* **WHAT TO DO**
Can you render every line of the material below as a JSON list of strings, one string per line, with blank lines omitted?

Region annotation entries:
################

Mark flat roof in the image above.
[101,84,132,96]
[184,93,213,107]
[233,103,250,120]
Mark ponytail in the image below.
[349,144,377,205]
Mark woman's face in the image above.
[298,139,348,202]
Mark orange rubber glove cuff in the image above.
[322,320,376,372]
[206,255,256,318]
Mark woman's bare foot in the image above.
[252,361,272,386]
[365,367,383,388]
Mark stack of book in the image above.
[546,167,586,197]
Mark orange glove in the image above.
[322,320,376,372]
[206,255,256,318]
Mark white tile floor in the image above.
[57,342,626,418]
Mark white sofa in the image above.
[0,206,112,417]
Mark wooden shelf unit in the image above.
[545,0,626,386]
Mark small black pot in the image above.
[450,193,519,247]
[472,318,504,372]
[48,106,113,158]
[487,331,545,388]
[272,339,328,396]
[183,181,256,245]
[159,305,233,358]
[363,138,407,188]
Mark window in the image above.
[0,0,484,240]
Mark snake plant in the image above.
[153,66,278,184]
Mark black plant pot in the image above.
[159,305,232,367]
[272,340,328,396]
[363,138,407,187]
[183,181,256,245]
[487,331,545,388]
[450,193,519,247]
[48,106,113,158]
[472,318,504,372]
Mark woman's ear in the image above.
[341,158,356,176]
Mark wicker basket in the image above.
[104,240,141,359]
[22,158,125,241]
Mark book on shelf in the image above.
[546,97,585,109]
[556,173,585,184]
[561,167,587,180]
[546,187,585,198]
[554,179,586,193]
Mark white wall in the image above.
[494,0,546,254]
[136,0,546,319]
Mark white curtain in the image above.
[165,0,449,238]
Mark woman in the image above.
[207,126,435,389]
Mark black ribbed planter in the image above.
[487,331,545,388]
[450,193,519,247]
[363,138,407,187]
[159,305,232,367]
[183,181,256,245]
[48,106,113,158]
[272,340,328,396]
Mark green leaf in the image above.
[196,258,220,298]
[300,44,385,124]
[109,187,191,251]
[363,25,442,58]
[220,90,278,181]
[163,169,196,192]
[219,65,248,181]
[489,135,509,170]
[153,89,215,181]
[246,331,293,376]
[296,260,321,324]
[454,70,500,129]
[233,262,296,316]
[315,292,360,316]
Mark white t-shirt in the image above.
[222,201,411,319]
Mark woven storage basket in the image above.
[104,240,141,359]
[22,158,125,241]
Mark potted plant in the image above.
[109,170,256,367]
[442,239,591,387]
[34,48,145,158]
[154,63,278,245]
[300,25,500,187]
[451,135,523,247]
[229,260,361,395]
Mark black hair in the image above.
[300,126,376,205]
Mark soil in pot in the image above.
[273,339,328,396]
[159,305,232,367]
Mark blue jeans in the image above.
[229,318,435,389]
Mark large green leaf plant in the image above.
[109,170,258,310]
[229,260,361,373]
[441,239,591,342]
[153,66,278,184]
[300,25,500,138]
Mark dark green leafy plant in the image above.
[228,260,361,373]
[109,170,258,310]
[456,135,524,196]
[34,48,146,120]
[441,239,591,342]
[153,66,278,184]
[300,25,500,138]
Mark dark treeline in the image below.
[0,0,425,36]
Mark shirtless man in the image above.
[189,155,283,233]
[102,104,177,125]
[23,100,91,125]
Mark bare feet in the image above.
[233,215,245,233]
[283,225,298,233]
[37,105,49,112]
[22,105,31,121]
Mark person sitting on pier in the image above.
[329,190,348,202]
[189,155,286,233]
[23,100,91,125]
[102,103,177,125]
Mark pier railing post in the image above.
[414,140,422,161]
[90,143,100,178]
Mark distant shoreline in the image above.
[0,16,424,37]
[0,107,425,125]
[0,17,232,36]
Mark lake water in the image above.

################

* **OUTPUT OF THE TASK**
[
  "Mark flat roof in the image above.",
  "[101,84,132,96]",
  "[184,93,213,107]",
  "[233,103,250,120]",
  "Mark ponytail in the image below.",
  "[349,144,377,205]",
  "Mark woman's face in the image above.",
  "[298,139,348,202]",
  "Mark orange rubber glove cuff in the image above.",
  "[322,320,376,372]",
  "[206,255,256,318]",
  "Mark woman's bare foot in the image above.",
  "[252,361,272,386]",
  "[365,367,383,388]",
  "Mark stack of book in the image above.",
  "[546,167,586,197]",
  "Mark orange glove in the image above.",
  "[322,320,376,372]",
  "[206,255,256,318]",
  "Mark white tile floor in the image above.",
  "[57,342,626,418]",
  "Mark white sofa in the image above.",
  "[0,206,112,417]",
  "Mark wooden shelf unit in the image above.",
  "[545,0,626,386]",
  "Mark small black pot in the image above.",
  "[450,193,519,247]",
  "[472,318,504,372]",
  "[48,106,113,158]",
  "[487,331,545,388]",
  "[272,339,328,396]",
  "[183,181,256,245]",
  "[159,305,233,358]",
  "[363,138,407,188]",
  "Mark window in the image above.",
  "[0,0,484,240]",
  "Mark snake plant in the image above.",
  "[153,66,278,184]",
  "Mark black plant pot in the image above.",
  "[159,305,232,367]",
  "[272,340,328,396]",
  "[363,138,407,187]",
  "[183,181,256,245]",
  "[487,331,545,388]",
  "[450,193,519,247]",
  "[48,106,113,158]",
  "[472,318,504,372]",
  "Mark woman's ear in the image above.",
  "[341,158,356,176]",
  "Mark wicker basket in the image above.",
  "[104,240,141,359]",
  "[22,158,125,241]",
  "Mark book on shelf in the image above.",
  "[546,97,585,109]",
  "[556,173,585,184]",
  "[561,167,587,180]",
  "[546,187,585,198]",
  "[554,179,586,193]",
  "Mark white wall in the image above.",
  "[494,0,546,254]",
  "[136,0,546,319]",
  "Mark white curtain in the image above.",
  "[165,0,449,238]",
  "Mark woman in the image above.",
  "[207,126,435,389]",
  "Mark black ribbed planter in the image above.",
  "[487,331,545,388]",
  "[450,193,519,247]",
  "[363,138,407,187]",
  "[159,305,232,367]",
  "[183,181,256,245]",
  "[48,106,113,158]",
  "[272,340,328,396]",
  "Mark green leaf in the image above.",
  "[196,258,220,298]",
  "[300,44,385,124]",
  "[109,187,191,251]",
  "[363,25,442,58]",
  "[220,90,278,181]",
  "[163,169,196,192]",
  "[219,65,248,181]",
  "[489,135,509,170]",
  "[153,89,215,181]",
  "[246,331,293,376]",
  "[296,260,321,324]",
  "[454,70,500,129]",
  "[233,262,296,316]",
  "[315,292,360,316]",
  "Mark white t-shirt in the image above.",
  "[222,201,411,319]",
  "Mark woven storage basket in the image above.",
  "[104,240,141,359]",
  "[22,158,125,241]",
  "Mark potted plant in the image above.",
  "[109,170,256,367]",
  "[442,239,591,387]",
  "[34,48,145,158]",
  "[154,63,278,245]",
  "[300,25,500,187]",
  "[451,135,523,247]",
  "[229,260,361,395]",
  "Mark black hair in the image above.",
  "[300,126,376,205]",
  "Mark soil in pot in the image above.",
  "[273,339,328,396]",
  "[159,305,232,367]",
  "Mark blue jeans in the image above.",
  "[229,318,435,389]",
  "Mark large green leaf plant in the image above.",
  "[109,170,258,310]",
  "[229,260,361,373]",
  "[441,239,591,342]",
  "[153,66,278,184]",
  "[300,25,500,138]",
  "Mark dark green leafy plant in the image above.",
  "[228,260,361,373]",
  "[109,170,258,310]",
  "[456,135,524,196]",
  "[34,48,146,120]",
  "[441,239,591,342]",
  "[153,66,278,184]",
  "[300,25,500,138]",
  "Mark dark treeline in the image below.",
  "[0,0,425,36]",
  "Mark shirtless man in the image above.",
  "[189,155,283,233]",
  "[102,104,177,125]",
  "[23,100,91,125]",
  "Mark bare feet in the image above.",
  "[233,215,245,233]",
  "[283,225,298,233]",
  "[37,105,49,112]",
  "[22,105,31,121]",
  "Mark person sitting on pier in the image above.",
  "[329,190,348,202]",
  "[189,155,286,233]",
  "[23,100,91,125]",
  "[102,103,177,125]",
  "Mark pier railing post in the image above.",
  "[414,140,422,161]",
  "[90,143,100,178]",
  "Mark distant shoreline in the image above.",
  "[0,16,424,37]",
  "[0,107,425,125]",
  "[0,17,232,36]",
  "Mark lake water in the image above."
]